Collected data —

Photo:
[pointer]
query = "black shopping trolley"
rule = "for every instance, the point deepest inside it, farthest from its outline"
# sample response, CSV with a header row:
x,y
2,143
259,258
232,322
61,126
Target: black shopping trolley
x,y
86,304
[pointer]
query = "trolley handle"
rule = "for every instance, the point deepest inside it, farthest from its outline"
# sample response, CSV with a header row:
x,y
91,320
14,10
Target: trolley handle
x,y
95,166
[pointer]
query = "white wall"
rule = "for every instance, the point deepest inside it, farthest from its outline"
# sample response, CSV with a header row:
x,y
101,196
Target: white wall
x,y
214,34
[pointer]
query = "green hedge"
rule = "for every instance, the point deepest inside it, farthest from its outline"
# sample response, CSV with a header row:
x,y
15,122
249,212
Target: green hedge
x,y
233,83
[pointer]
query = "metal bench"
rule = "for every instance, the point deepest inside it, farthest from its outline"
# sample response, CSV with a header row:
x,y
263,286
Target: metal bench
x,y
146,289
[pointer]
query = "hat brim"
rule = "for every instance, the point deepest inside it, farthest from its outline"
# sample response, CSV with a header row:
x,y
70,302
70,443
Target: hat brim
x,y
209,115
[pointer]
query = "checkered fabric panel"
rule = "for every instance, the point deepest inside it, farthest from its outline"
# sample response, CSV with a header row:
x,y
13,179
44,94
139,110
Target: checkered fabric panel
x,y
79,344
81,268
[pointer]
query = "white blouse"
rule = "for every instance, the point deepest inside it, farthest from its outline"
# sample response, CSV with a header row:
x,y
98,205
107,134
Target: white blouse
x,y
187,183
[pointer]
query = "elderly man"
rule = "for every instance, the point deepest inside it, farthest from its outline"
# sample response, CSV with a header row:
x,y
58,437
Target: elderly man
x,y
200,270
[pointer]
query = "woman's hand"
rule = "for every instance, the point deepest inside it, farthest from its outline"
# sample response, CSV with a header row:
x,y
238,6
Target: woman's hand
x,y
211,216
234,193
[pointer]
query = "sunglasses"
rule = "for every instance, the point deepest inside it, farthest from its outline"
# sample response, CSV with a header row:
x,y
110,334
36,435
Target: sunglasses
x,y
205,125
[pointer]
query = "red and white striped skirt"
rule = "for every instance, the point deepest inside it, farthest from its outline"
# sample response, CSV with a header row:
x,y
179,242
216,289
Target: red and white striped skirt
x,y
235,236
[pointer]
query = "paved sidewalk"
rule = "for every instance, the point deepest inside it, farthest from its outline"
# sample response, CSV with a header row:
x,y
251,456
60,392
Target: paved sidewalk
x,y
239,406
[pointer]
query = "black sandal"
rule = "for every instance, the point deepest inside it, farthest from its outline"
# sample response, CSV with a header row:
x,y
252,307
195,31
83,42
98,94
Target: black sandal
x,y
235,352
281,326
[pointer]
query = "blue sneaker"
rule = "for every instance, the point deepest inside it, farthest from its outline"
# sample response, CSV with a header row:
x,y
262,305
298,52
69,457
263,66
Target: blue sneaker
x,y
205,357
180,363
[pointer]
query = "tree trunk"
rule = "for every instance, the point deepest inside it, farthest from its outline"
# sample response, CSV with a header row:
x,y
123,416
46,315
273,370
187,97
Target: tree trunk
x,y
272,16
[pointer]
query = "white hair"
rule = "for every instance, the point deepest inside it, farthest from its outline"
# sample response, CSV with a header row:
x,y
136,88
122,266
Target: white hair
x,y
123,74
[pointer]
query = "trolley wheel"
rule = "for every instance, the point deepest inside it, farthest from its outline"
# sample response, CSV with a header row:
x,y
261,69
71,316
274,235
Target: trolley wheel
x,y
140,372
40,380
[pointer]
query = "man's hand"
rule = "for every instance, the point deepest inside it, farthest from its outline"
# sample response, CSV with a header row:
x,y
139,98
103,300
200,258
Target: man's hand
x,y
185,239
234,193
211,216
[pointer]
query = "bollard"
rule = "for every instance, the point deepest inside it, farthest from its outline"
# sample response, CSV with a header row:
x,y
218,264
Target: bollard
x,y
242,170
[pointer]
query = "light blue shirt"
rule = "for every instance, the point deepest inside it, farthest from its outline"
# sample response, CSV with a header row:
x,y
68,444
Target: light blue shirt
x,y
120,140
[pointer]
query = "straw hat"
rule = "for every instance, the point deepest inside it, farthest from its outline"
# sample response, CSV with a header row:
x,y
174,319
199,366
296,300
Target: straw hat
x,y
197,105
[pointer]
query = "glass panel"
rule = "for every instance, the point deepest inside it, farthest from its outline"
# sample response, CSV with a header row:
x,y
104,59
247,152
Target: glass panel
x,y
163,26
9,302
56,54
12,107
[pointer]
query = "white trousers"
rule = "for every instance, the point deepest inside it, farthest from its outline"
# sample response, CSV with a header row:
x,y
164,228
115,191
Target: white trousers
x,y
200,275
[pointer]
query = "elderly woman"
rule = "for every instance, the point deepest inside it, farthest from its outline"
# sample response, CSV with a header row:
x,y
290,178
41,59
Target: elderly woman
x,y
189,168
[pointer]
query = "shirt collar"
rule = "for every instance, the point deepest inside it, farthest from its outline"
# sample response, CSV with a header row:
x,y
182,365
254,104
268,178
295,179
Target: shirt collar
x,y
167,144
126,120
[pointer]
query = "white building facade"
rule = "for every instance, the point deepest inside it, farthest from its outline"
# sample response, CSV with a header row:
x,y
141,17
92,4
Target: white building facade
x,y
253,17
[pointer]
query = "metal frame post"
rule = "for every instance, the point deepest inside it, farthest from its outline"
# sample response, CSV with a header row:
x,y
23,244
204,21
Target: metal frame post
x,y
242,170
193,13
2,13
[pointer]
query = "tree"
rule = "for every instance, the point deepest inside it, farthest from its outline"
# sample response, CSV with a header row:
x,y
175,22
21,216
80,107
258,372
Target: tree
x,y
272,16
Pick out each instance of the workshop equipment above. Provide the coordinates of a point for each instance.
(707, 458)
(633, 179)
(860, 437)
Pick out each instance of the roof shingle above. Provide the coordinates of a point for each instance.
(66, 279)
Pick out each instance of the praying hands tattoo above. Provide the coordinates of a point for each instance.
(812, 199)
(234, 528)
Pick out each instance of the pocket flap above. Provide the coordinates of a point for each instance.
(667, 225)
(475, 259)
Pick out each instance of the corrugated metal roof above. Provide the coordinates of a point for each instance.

Problem statement —
Your answer must be an exact copy of all the entries.

Reply to the exercise —
Photo:
[pointer]
query = "black shopping trolley"
rule = "for every instance, the point deepest inside it, farthest from its outline"
# sample response, CSV with a header row:
x,y
2,143
259,258
232,322
61,126
Target: black shopping trolley
x,y
86,304
[pointer]
query = "trolley handle"
rule = "for every instance, the point deepest inside it, farthest from its outline"
# sample response, CSV with a header row:
x,y
91,320
14,10
Target: trolley handle
x,y
95,166
[pointer]
query = "white wall"
rule = "for every instance, the point deepest inside it, farthest from its outline"
# sample response, CSV with a header row:
x,y
101,196
Target: white wall
x,y
214,34
[pointer]
query = "green hedge"
rule = "for every instance, the point deepest inside it, farthest from its outline"
# sample response, CSV with a header row:
x,y
15,122
249,212
Target: green hedge
x,y
233,83
[pointer]
query = "metal bench"
rule = "for every instance, the point deepest inside it, farthest from its outline"
# sample response, CSV with a header row:
x,y
263,286
Target: metal bench
x,y
146,289
[pointer]
query = "hat brim"
rule = "for every instance, the point deepest inside it, farthest from its outline"
# sample response, CSV with a header row:
x,y
70,302
70,443
Target: hat brim
x,y
209,115
[pointer]
query = "checkered fabric panel"
rule = "for every instance, the point deepest inside it, farthest from its outline"
# sample response, CSV with a header row:
x,y
13,179
44,94
139,110
Target: checkered fabric panel
x,y
79,344
81,268
[pointer]
query = "white blouse"
rule = "for every instance, the point deepest inside it, farthest from its outline"
# sample response, CSV with a header row:
x,y
98,205
107,134
Target: white blouse
x,y
187,183
[pointer]
query = "elderly man"
rule = "for every instance, the point deepest inside it, farthest from its outline"
# sample response, CSV with a header row:
x,y
58,437
Target: elderly man
x,y
200,270
[pointer]
query = "woman's hand"
rule = "for every instance, the point deepest inside it, farthest from its outline"
# sample response, CSV with a header row:
x,y
238,6
Target: woman's hand
x,y
211,216
234,193
[pointer]
query = "sunglasses"
rule = "for every instance, the point deepest inside it, farthest from its outline"
# sample response, CSV with a header row:
x,y
110,334
36,435
Target: sunglasses
x,y
205,125
[pointer]
query = "red and white striped skirt"
rule = "for every instance, the point deepest inside it, farthest from its outline"
# sample response, CSV with a header row:
x,y
179,242
216,289
Target: red and white striped skirt
x,y
235,236
[pointer]
query = "paved sidewalk"
rule = "for every instance, the point deepest inside it, farthest from its outline"
# sample response, CSV with a header row:
x,y
251,456
60,392
Target: paved sidewalk
x,y
239,406
[pointer]
query = "black sandal"
rule = "for every instance, the point deepest inside it, farthest from its outline"
# sample response, CSV with a header row:
x,y
252,307
195,31
83,42
98,94
Target: black sandal
x,y
235,352
281,326
[pointer]
query = "blue sneaker"
rule = "for every instance, the point deepest inside it, farthest from its outline"
# sample response, CSV with a header row:
x,y
262,305
298,52
69,457
263,66
Target: blue sneaker
x,y
205,357
180,363
[pointer]
query = "tree trunk"
rule = "for every instance, the point deepest inside it, farthest from its outline"
# sample response, CSV with a header row:
x,y
123,416
46,315
273,370
187,97
Target: tree trunk
x,y
272,16
[pointer]
query = "white hair"
rule = "for every instance, the point deepest inside it, farthest from its outline"
# sample response, CSV with a header row:
x,y
136,88
122,266
Target: white hair
x,y
123,74
[pointer]
query = "trolley wheel"
rule = "for every instance, the point deepest inside it, farthest from its outline"
# sample response, CSV with a header row:
x,y
261,69
71,316
274,235
Target: trolley wheel
x,y
140,372
40,380
[pointer]
query = "man's hand"
rule = "for every instance, the point deepest inside it, farthest from its outline"
# sample response, CSV with a header row:
x,y
139,98
103,300
200,258
Target: man's hand
x,y
185,239
234,193
211,216
[pointer]
query = "bollard"
rule = "for every instance, the point deepest inside it, farthest from its outline"
# sample response, CSV with a header row:
x,y
218,264
Target: bollard
x,y
242,170
[pointer]
query = "light blue shirt"
rule = "for every instance, the point deepest inside it, farthest from its outline"
# sample response, CSV with a header row:
x,y
68,444
Target: light blue shirt
x,y
120,140
[pointer]
query = "straw hat"
rule = "for every instance, the point deepest inside it, farthest from its outline"
# sample response, CSV with a header row:
x,y
174,319
199,366
296,300
Target: straw hat
x,y
197,105
[pointer]
query = "glass panel"
rule = "for every instance, the point deepest inside it, farthest from its outline"
# sample response, CSV with a header row:
x,y
104,59
247,152
Target: glass panel
x,y
163,26
9,302
56,54
12,107
[pointer]
query = "white trousers"
rule = "for every instance, the point deepest inside it, farthest from its outline"
# sample response, CSV with a header row:
x,y
164,228
115,191
Target: white trousers
x,y
200,275
[pointer]
query = "elderly woman"
rule = "for every instance, the point deepest inside it, farthest from its outline"
# sample response, CSV with a header row:
x,y
290,178
41,59
Target: elderly woman
x,y
189,168
[pointer]
query = "shirt collar"
rule = "for every instance, the point deepest inside it, farthest from its outline"
# sample response, CSV with a header row:
x,y
182,365
254,104
268,178
295,179
Target: shirt collar
x,y
167,144
126,120
[pointer]
query = "white building facade"
rule = "for every instance, the point deepest inside it, farthest from its outline"
# sample response, CSV with a header row:
x,y
141,17
92,4
Target: white building facade
x,y
253,17
[pointer]
query = "metal frame post"
rule = "for every instance, the point deepest inside it, farthest from its outline"
# sample response, CSV with a header row:
x,y
23,244
204,21
Target: metal frame post
x,y
242,170
193,13
2,13
[pointer]
query = "tree"
rule = "for every instance, the point deepest inside it, farthest from its outline"
# sample response, CSV with a header row:
x,y
175,22
21,216
80,107
258,372
Target: tree
x,y
272,16
Pick out each instance of the workshop equipment above. Provide the coordinates of a point for each instance.
(707, 458)
(633, 179)
(860, 437)
Pick out each instance of the roof shingle above. Provide the coordinates of a point for each instance.
(66, 279)
Pick out each instance of the praying hands tattoo above. Provide the coordinates of a point for each instance.
(812, 199)
(234, 528)
Pick out each instance of the pocket flap above. Provide the coordinates of a point for each instance.
(667, 225)
(475, 259)
Pick out each instance of the corrugated metal roof above. Provide the coordinates of a point for each instance.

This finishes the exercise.